Aim of the exercise: In the records below, convert the lines starting at the one containing "of the brown" and ending at the one containing "[[342, 123], [410, 95], [421, 118]]" into a JSON list of strings, one string per line, omitting blank lines. Include only those lines.

Pointing dataset samples
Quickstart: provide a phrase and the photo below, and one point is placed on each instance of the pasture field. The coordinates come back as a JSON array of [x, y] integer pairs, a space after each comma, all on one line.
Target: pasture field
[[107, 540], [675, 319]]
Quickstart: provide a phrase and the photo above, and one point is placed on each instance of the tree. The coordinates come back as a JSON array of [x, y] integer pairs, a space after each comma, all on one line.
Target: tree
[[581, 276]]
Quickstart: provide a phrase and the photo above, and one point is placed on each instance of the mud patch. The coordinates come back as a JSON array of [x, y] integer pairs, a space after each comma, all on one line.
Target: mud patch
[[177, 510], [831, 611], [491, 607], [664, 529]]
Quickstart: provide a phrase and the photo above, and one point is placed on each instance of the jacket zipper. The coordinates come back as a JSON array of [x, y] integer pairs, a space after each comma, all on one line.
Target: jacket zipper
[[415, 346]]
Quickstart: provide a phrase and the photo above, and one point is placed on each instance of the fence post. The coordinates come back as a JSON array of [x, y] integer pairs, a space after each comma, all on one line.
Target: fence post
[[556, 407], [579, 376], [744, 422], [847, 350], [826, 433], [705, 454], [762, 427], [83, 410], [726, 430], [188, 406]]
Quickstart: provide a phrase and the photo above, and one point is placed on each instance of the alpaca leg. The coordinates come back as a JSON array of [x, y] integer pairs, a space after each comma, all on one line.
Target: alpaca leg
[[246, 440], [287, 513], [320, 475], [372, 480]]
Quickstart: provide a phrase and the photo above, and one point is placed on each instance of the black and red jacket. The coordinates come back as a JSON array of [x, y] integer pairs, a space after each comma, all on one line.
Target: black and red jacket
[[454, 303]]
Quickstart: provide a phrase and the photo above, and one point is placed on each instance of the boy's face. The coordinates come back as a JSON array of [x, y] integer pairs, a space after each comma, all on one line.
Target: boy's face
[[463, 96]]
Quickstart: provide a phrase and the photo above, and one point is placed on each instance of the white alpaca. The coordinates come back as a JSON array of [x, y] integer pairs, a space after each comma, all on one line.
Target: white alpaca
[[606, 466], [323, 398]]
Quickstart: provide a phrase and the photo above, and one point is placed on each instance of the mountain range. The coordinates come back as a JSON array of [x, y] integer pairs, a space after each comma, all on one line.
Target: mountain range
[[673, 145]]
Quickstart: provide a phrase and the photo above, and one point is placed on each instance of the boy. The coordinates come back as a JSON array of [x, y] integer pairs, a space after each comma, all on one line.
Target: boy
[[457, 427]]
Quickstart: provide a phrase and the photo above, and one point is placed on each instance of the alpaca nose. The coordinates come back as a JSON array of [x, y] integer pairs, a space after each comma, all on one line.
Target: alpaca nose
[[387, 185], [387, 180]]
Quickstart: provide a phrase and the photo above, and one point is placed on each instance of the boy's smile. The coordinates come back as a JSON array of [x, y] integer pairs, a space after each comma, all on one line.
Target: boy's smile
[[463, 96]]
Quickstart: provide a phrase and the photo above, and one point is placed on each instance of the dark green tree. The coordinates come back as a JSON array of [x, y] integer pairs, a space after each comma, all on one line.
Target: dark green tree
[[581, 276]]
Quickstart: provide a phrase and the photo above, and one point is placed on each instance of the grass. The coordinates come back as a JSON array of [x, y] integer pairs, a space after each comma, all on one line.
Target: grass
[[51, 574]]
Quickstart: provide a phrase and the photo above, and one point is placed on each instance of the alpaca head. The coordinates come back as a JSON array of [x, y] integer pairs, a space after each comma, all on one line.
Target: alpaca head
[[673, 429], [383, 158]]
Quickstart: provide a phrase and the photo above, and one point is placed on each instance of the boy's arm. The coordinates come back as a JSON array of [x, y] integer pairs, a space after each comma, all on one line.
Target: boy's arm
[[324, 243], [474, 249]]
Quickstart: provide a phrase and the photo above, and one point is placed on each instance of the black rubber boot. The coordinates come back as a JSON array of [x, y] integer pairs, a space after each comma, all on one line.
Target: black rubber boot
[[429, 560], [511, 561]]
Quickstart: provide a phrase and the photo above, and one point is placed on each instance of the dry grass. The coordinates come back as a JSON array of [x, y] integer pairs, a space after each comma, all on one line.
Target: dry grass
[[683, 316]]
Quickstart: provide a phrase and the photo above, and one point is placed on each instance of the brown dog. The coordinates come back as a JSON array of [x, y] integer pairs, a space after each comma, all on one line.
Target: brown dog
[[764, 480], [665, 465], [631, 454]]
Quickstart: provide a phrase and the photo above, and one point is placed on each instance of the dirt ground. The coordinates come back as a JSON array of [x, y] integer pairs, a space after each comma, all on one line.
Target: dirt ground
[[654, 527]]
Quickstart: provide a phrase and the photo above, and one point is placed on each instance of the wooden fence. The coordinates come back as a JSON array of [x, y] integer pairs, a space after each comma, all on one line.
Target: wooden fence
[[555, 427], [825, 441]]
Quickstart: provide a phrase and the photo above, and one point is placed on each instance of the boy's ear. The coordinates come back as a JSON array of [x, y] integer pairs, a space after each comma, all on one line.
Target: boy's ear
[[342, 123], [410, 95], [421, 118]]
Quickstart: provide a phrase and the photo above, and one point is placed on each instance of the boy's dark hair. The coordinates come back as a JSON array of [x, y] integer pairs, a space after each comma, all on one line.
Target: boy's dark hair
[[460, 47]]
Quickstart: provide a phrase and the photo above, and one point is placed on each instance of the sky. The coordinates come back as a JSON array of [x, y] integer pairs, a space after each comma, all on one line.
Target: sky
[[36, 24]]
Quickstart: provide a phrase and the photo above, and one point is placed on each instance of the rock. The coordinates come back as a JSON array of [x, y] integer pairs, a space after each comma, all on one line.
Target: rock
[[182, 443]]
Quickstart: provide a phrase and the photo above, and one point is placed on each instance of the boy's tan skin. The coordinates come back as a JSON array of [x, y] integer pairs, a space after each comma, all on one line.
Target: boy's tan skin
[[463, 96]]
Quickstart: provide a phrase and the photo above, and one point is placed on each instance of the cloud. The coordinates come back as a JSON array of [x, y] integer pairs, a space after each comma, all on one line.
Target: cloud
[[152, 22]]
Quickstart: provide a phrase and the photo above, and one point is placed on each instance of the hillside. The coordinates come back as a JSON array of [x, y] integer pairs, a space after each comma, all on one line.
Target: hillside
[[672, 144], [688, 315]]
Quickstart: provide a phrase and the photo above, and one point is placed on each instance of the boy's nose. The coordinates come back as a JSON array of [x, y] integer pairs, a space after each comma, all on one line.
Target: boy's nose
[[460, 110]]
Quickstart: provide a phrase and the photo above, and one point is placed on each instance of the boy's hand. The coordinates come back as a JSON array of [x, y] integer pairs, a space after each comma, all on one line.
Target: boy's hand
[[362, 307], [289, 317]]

Solution for this exercise:
[
  "Quickstart: provide a phrase and the photo above, and one point is placed on each instance of the brown dog. The coordinates come back as a JSON array of [x, y] integer pairs, a space after each comma, all on one line.",
  "Target: brown dog",
  "[[764, 480], [665, 465], [631, 454]]",
  "Quickstart: provide a phrase and the photo above, and one point is placed on each instance of the dirt ground. The coordinates come back as a JSON array of [x, y] integer pairs, a space after each comma, all on one line.",
  "Target: dirt ground",
  "[[654, 527]]",
  "Quickstart: provide a phrase and the photo above, and one point is placed on each instance of the wooden fence. The coordinates come back as a JSON array of [x, y] integer pairs, a space after each comma, all on one line.",
  "Target: wooden fence",
  "[[555, 427], [825, 441]]",
  "Quickstart: provide a phrase and the photo above, and one point is placed on each instance of the boy's ear. The coordinates come back as a JSON array of [x, y] integer pairs, a space after each comma, all on one line.",
  "Target: boy's ear",
  "[[342, 123], [410, 95], [421, 118]]"
]